Lines of data:
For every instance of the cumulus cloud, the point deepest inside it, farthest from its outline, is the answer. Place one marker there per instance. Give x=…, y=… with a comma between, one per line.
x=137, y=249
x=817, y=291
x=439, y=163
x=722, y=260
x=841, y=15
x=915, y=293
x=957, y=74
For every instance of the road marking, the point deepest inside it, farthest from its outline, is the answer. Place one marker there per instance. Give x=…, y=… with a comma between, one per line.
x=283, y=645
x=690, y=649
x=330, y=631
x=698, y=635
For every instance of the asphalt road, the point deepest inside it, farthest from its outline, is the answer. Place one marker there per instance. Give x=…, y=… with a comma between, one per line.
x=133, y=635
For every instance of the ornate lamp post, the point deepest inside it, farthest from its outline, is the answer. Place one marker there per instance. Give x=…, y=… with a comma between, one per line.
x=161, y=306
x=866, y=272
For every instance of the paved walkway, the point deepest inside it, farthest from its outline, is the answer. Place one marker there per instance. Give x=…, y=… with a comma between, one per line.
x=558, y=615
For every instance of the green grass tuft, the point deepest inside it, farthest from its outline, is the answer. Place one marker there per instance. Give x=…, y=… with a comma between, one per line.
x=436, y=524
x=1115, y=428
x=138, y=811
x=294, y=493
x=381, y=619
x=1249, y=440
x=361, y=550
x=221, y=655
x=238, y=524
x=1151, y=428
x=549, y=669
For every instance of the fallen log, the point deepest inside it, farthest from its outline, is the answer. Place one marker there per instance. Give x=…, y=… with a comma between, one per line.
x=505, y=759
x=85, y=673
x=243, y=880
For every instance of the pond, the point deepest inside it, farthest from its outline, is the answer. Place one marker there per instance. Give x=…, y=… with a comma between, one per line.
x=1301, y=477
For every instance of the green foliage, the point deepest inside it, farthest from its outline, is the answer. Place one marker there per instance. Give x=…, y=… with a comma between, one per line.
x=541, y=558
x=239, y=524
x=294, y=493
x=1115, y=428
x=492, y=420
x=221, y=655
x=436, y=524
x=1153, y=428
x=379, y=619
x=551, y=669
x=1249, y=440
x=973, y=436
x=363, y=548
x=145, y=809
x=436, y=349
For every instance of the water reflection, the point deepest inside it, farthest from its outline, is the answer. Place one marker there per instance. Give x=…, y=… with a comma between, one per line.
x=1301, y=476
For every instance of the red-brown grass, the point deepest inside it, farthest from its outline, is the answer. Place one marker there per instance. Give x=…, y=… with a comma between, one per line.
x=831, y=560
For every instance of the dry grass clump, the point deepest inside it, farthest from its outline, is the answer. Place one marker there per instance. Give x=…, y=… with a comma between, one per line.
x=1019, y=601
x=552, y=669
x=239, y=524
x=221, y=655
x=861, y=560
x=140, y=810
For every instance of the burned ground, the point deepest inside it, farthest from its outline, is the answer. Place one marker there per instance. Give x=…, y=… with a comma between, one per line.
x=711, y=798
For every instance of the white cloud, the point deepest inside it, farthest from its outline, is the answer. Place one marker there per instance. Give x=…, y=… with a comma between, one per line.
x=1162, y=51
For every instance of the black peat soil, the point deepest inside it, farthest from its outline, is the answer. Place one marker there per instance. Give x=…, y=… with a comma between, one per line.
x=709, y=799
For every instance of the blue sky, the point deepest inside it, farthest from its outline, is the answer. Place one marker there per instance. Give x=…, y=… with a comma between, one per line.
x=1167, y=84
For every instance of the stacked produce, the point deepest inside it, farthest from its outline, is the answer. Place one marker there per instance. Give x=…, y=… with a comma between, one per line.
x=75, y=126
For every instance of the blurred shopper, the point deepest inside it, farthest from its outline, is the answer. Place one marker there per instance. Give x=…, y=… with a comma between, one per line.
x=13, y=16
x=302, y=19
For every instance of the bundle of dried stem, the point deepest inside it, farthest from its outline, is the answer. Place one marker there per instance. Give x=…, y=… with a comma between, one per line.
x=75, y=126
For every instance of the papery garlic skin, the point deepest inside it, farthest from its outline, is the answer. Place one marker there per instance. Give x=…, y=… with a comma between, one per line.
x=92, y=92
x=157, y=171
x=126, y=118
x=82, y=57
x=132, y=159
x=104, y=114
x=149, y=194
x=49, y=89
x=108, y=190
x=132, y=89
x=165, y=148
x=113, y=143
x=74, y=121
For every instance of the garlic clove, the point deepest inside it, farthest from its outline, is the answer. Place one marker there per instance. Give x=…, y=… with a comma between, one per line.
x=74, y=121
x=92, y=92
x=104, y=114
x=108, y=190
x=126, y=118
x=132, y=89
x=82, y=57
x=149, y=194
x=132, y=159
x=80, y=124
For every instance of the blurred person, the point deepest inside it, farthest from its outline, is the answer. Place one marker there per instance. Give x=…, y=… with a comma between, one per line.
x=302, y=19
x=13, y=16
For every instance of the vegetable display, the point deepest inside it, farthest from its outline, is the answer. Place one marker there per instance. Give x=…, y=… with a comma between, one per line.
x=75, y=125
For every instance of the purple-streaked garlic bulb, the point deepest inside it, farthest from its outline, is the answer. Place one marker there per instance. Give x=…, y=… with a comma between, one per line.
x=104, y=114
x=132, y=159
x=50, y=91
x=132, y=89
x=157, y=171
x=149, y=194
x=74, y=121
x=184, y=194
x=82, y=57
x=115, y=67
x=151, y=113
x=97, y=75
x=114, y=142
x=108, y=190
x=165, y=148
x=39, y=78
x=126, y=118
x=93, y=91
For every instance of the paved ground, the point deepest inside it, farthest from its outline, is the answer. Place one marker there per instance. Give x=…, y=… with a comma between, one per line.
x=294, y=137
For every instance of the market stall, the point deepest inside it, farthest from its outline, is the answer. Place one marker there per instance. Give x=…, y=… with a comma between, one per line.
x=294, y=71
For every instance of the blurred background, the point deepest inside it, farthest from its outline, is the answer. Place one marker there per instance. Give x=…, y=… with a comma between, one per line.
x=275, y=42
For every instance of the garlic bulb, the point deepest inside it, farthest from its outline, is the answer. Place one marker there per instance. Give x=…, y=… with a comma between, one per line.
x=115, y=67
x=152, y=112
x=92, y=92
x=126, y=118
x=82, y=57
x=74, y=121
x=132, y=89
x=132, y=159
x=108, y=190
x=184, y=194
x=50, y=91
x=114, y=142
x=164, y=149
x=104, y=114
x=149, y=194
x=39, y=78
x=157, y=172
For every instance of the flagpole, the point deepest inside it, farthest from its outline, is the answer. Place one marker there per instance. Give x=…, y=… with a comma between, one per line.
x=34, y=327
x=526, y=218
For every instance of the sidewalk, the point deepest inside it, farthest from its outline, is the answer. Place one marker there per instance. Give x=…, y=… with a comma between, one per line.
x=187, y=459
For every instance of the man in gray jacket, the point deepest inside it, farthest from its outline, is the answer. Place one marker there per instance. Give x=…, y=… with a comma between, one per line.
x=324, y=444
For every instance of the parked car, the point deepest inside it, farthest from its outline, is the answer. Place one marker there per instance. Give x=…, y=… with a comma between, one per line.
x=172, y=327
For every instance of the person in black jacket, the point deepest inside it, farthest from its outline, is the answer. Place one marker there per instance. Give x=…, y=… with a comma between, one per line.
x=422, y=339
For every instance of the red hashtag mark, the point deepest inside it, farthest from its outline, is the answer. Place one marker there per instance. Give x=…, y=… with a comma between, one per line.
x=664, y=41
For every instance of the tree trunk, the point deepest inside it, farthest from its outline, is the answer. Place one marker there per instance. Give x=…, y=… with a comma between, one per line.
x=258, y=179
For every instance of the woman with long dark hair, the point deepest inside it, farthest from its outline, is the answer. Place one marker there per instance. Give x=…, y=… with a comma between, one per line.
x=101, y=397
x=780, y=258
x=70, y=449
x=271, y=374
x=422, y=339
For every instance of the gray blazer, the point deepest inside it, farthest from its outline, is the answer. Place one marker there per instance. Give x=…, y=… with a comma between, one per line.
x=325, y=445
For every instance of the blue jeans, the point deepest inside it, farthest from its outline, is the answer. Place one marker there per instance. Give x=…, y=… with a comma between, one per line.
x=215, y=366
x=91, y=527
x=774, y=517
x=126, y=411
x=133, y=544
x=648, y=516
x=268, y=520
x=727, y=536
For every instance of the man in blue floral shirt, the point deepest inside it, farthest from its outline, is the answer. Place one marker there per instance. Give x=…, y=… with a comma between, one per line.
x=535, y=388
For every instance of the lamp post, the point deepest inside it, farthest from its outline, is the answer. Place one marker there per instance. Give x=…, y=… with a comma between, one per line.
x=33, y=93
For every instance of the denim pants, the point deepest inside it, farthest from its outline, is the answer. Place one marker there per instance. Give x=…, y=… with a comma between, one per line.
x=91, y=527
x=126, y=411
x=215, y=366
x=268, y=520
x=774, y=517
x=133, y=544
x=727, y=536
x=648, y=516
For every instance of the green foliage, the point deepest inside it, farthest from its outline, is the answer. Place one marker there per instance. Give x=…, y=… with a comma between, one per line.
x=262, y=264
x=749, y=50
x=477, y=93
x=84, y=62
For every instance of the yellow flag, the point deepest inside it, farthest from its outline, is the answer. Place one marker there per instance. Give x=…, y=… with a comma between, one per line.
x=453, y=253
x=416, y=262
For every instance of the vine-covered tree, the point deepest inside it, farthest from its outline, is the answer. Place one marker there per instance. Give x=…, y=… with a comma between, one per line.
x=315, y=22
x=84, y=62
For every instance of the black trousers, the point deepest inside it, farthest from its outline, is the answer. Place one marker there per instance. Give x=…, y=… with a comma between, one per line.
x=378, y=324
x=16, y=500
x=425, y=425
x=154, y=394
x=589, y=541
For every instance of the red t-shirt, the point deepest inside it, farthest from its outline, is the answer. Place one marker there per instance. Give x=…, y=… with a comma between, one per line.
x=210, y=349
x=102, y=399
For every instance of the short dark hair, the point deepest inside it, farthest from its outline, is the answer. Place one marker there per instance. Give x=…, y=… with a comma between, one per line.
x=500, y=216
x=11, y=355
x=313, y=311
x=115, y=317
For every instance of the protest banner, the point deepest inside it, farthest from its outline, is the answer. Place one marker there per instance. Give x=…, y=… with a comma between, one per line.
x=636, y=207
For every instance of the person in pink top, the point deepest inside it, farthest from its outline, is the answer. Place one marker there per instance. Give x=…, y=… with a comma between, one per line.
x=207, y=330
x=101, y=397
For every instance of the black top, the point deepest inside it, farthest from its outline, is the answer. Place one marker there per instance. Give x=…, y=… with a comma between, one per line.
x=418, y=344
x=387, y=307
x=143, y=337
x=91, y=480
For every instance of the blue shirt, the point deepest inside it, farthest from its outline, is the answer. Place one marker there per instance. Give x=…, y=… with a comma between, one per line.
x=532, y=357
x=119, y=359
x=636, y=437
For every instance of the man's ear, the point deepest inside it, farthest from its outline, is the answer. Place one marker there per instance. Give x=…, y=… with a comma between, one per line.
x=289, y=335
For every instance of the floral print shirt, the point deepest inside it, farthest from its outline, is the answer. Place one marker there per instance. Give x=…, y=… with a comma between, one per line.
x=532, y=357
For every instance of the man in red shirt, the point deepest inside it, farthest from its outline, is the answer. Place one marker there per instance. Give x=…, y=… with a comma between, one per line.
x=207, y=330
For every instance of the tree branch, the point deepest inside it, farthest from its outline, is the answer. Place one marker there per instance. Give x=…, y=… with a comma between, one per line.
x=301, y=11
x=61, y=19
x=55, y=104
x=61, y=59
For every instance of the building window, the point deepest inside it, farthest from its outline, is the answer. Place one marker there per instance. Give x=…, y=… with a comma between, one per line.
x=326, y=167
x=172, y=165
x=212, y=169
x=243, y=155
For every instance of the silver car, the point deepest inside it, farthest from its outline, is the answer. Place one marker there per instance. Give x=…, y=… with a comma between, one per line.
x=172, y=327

> _Aim_: Please print the records from the first line through the line containing "x=957, y=74", including both of those lines.

> _Result below_:
For every instance of the cumulus cloud, the point deepest inside it, farthest from its outline, is the answer. Place one marker there per instance. Give x=…, y=… with a comma between, one per line.
x=137, y=249
x=817, y=291
x=439, y=163
x=722, y=260
x=841, y=15
x=915, y=293
x=957, y=74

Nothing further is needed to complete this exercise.